***** EXERCISE INPUTS *****
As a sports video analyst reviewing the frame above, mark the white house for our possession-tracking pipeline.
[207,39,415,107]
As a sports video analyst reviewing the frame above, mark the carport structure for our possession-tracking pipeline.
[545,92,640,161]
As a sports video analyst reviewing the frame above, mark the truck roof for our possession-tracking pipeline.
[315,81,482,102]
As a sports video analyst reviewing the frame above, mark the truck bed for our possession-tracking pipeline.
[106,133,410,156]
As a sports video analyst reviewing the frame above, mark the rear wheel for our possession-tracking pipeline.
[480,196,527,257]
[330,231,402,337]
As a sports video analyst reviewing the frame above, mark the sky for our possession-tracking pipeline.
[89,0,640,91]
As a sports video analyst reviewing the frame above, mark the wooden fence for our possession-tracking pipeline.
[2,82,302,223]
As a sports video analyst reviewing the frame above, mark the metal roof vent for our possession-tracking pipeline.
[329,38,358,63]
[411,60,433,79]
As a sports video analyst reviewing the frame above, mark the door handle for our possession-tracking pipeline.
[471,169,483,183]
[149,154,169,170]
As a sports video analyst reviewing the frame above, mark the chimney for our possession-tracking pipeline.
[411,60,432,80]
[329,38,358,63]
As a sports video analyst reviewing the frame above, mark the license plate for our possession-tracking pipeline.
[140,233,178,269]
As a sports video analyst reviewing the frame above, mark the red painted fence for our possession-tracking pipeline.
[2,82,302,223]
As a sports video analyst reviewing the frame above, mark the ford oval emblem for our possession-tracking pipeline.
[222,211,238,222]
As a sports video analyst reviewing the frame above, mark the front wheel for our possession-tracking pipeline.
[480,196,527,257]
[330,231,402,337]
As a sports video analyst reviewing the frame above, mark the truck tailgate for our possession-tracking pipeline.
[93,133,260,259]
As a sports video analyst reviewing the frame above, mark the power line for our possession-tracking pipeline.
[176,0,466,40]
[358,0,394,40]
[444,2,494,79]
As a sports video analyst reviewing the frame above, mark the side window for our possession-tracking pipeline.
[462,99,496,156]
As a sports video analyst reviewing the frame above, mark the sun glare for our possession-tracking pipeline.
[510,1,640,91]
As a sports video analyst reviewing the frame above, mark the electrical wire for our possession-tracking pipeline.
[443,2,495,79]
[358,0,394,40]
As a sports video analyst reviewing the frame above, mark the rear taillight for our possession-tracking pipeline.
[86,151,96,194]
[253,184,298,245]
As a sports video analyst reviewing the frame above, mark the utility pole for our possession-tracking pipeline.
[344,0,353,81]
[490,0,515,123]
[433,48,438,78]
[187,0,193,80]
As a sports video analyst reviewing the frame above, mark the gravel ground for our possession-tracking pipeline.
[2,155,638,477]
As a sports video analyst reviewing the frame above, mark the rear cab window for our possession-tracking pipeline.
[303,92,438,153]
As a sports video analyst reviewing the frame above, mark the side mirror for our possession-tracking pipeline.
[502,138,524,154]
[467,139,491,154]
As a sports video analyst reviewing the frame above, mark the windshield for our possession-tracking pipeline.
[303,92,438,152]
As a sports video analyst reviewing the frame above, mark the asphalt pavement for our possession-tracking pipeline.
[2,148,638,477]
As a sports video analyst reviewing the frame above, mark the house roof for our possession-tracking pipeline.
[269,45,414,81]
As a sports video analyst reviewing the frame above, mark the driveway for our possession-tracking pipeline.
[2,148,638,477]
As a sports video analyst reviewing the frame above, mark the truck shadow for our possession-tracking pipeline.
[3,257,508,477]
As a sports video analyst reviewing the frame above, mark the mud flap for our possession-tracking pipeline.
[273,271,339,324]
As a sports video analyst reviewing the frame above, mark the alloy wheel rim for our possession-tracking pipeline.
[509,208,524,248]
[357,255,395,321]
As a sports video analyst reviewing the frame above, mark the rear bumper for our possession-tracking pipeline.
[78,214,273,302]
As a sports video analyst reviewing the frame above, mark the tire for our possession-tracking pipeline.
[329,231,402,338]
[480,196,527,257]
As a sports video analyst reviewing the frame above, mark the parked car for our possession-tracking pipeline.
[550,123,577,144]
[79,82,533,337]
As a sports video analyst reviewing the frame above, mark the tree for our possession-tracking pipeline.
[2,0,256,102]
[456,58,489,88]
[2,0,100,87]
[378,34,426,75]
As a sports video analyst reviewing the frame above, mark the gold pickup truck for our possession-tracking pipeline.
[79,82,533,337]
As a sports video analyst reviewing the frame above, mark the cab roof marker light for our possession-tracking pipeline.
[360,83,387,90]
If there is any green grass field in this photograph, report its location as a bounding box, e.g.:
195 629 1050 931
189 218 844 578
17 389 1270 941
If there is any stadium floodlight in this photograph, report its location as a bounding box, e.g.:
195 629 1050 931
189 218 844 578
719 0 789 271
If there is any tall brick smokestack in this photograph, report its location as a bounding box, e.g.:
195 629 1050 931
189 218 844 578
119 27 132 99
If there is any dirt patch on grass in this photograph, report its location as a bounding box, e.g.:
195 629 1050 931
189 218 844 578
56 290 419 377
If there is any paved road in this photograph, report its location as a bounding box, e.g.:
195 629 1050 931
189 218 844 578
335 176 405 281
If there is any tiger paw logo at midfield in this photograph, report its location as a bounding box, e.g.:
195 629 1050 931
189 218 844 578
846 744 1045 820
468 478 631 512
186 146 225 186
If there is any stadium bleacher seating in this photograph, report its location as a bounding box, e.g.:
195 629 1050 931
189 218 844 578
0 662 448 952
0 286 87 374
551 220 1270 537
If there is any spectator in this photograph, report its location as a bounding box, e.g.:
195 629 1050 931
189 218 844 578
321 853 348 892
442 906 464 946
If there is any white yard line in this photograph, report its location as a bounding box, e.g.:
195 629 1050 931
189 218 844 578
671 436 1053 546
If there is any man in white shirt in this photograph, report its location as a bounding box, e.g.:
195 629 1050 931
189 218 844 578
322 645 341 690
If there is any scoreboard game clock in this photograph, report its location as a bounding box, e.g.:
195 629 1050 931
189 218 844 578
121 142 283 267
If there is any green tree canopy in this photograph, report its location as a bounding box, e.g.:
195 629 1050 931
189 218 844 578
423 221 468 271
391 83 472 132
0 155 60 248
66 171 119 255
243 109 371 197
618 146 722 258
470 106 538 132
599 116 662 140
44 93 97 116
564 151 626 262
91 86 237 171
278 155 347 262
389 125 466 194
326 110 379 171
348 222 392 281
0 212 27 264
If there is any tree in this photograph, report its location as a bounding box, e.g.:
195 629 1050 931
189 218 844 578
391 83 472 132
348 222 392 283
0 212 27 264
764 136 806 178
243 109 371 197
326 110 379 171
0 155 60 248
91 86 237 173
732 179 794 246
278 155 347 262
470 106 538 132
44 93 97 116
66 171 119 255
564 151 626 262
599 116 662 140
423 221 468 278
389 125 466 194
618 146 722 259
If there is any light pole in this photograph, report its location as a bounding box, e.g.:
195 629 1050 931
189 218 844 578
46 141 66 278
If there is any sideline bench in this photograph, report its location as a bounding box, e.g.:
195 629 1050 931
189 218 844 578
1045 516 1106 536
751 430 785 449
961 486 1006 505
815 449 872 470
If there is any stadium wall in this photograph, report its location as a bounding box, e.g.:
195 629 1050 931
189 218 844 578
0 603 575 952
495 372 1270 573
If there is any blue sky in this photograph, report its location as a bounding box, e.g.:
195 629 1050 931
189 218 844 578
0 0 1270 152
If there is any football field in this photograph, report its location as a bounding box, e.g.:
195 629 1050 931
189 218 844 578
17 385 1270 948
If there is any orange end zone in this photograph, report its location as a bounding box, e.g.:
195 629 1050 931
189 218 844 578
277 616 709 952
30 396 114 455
*****
GOAL OF THE EXERCISE: Replace "possession-tracking pipeline" with "ball-tracking pipeline" wherever it appears in the data above, and reproduce all the lines with nothing else changed.

RESULT OF THIS EXERCISE:
As a sports video analyst reviewing the frame above, mark the white house for our ball-tracking pipeline.
[207,39,415,107]
As a sports video analyst reviewing the frame above, mark the carport structure for our ball-tracking pipeline.
[545,92,640,161]
As a sports video analyst reviewing the frame above, mark the truck roof for our ball-tracking pipeline.
[315,81,482,102]
As a sports video analyst reviewing the frame above, mark the truck bed for our ball-tracking pipeline.
[106,133,410,156]
As a sports video analyst reviewing the frame above, mark the rear wheel for our ball-tracking pipeline.
[480,196,527,257]
[330,231,402,337]
As a sports video analyst reviewing the frame above, mark the sky for our ball-tracking pipeline.
[89,0,640,91]
As a sports video analyst reviewing the frame above, mark the wooden fence for our ball-tracking pipeline.
[2,82,302,223]
As a sports video analyst reviewing the frame above, mark the metal roof vent for our ball-tracking pipeline.
[329,38,358,63]
[411,60,433,79]
As a sports video analyst reviewing the frame above, mark the door handle for our ball-tracking pipeline.
[471,169,483,183]
[149,154,169,170]
As a sports video analyst reviewing the frame above, mark the chimney for our ball-tracking pipeline.
[411,60,432,80]
[329,38,358,63]
As a sports video analyst reviewing the frame above, mark the license plate for our ball-tracking pipeline.
[140,233,178,269]
As a sports video analyst reviewing the frame above, mark the red painted fence for our ball-tracking pipeline.
[2,82,302,223]
As a sports video analyst reviewing the frame above, mark the ford oval emblem for our ball-tracking pipeline.
[222,211,238,222]
As a sports video analyst reviewing the frame above, mark the front wheel for our ball-tracking pipeline.
[480,196,527,257]
[330,231,402,337]
As a sports video analyst reviewing the frame above, mark the truck tailgate for our ball-tracking pipeline.
[93,133,260,259]
As a sports video analyst reviewing the frame above, mark the power line for our ball-tracking pipeline.
[176,0,466,40]
[358,0,394,40]
[444,2,494,79]
As a sports video analyst reviewing the frame above, mark the side window for our ball-tracking pipeline.
[462,99,496,156]
As a sports video analyst reviewing the frame above, mark the sun glare for our ball-tracking pipeline.
[510,1,640,91]
As a sports video analyst reviewing the frame above, mark the electrical wire for our ball-tracking pipeline.
[443,2,495,79]
[358,0,394,40]
As a sports video analyst reviewing the frame above, mark the rear taillight for our ball-tracking pipeline.
[86,151,96,194]
[253,184,298,245]
As a sports video analyst reviewing the frame above, mark the utility pole for our ball-tracking pipeline.
[344,0,353,81]
[490,0,515,123]
[433,48,438,78]
[187,0,193,80]
As a sports video analyst reviewing the frame above, mark the gravel ground for our ball-tracking pipeline.
[2,155,638,477]
As a sports video analyst reviewing the frame above, mark the rear cab window for our ball-tracking pipeline.
[303,92,438,153]
As a sports video analyst reviewing the frame above, mark the side mirror for our ball-tracking pipeline.
[502,138,524,154]
[467,139,491,154]
As a sports video analyst reviewing the frame above, mark the windshield for our ball-tracking pipeline.
[303,92,438,152]
As a sports video analyst reviewing the frame above, mark the asphalt pavement for our ball-tracking pipeline.
[2,148,638,477]
As a sports video analyst reviewing the frame above, mark the house roof for our ball-tracking pipeline.
[269,45,414,81]
As a sports video analyst reviewing the frame above, mark the driveway for our ball-tracking pipeline.
[2,148,638,477]
As a sports video analyst reviewing the frame above, mark the truck shadow for our ball-tracking pipeline.
[3,257,508,477]
As a sports video analyst reviewing the frame above, mark the mud flap for our ball-tracking pipeline.
[273,271,339,324]
As a sports video analyst reviewing the frame above, mark the alloy wheel rim for our ball-tracking pipeline.
[509,208,524,248]
[357,255,395,321]
As a sports video analyst reviewing the frame above, mark the rear bumper for our ball-tracking pipeline.
[78,214,273,302]
As a sports video analyst reviewing the frame above, mark the tire for our ball-tracking pipeline.
[329,231,402,338]
[480,196,527,257]
As a sports video analyst reviewing the frame above, mark the parked car for our ball-tracking pipeline.
[550,123,577,144]
[79,82,533,337]
As a sports video analyst reviewing the frame above, mark the tree for our ball-tracking pipeline.
[2,0,256,102]
[456,58,489,88]
[2,0,100,87]
[378,34,426,75]
As a sports video analyst reviewing the frame above, mark the gold pickup truck for our ball-tracking pipeline.
[79,82,533,337]
As a sports video analyst reviewing the frame above, mark the cab roof marker light for our ball-tracking pipeline.
[360,83,387,90]
If there is any green grass field in this photograph, report its location as a bounding box, e.g.:
195 629 1050 931
189 218 844 578
17 389 1270 941
If there is any stadium floodlight in this photograph, report its location as a bounding box, e.g.:
195 629 1050 931
189 218 844 578
719 0 789 271
If there is any tall brick smokestack in this photograph, report its location as a bounding box, e.g.:
195 629 1050 931
189 218 844 578
119 27 132 99
If there is any dirt patch on grass in this photograph, report its location as a bounding box, e.g.:
195 629 1050 931
189 218 844 578
56 290 419 377
If there is any paved road in this photograph, report its location as a bounding box, e.g.:
195 629 1050 931
189 218 844 578
335 176 405 281
If there is any tiger paw logo at midfield in this photograph, report its location as a bounding box, e.g.:
195 629 1050 931
189 218 844 578
846 744 1045 820
468 478 631 512
186 146 225 186
If there is any stadium bleacher seating in this photograph, report its location as a bounding box, e.g.:
195 629 1050 931
189 218 844 578
0 662 448 952
0 286 87 374
551 220 1270 537
If there is any spectator in this photograph, report its location as a bounding box, e.g.:
195 629 1050 931
189 218 844 578
321 853 348 892
442 906 464 946
If there is any white yard line in this photograph, report its location as a bounding box, e.g.:
195 629 1050 931
189 218 844 578
671 436 1053 546
If there is any man in white shirt in this photograph, report its location as a bounding box, e.g.:
195 629 1050 931
189 218 844 578
322 645 341 690
If there is any scoreboard game clock in this photograph, report its location as a bounding box, e.g.:
195 629 1050 931
189 218 844 578
121 142 283 267
If there is any green tree canopy in this photograph, report its location as a bounding box, e.g.:
195 629 1050 931
189 218 844 578
423 221 468 271
391 83 472 132
0 155 60 248
66 171 119 255
243 109 371 197
618 146 722 258
470 106 538 132
599 116 662 140
44 93 97 116
564 151 626 262
91 86 237 171
278 155 347 262
389 125 466 194
326 110 379 171
348 222 392 281
0 212 27 264
If there is any tree in this photograph, report its location as a bounding box, e.g.:
195 629 1050 931
189 218 844 578
391 83 472 132
348 222 392 283
0 212 27 264
764 136 806 178
243 109 371 197
326 110 379 171
0 155 60 248
91 86 237 173
732 179 794 246
278 155 347 262
470 106 538 132
44 93 97 116
66 171 119 255
564 151 626 262
599 116 662 140
423 221 468 278
389 125 466 194
618 146 722 259
If there is any light pole in this photograph, report its location as a bounding box, e.g.:
195 629 1050 931
189 218 844 578
46 141 66 278
If there is any sideline bench in this photograph, report its location as a bounding box, e.g.:
195 629 1050 931
189 218 844 578
1045 516 1106 536
751 430 785 449
961 486 1006 505
815 449 872 470
If there is any stadium wall in this photograph, report its location as a bounding box, e.g.:
195 629 1050 931
189 218 844 578
0 603 575 952
495 372 1270 573
If there is any blue sky in this photograph, report its location as a bounding box, e.g.:
195 629 1050 931
189 218 844 578
0 0 1270 152
If there is any football field in this photograph, report its location as a bounding box, e.g.:
195 629 1050 931
189 218 844 578
17 385 1270 948
If there is any orange end zone in this photograph, report its location as a bounding box, e.g.:
195 629 1050 931
189 218 844 578
277 616 709 952
30 396 114 455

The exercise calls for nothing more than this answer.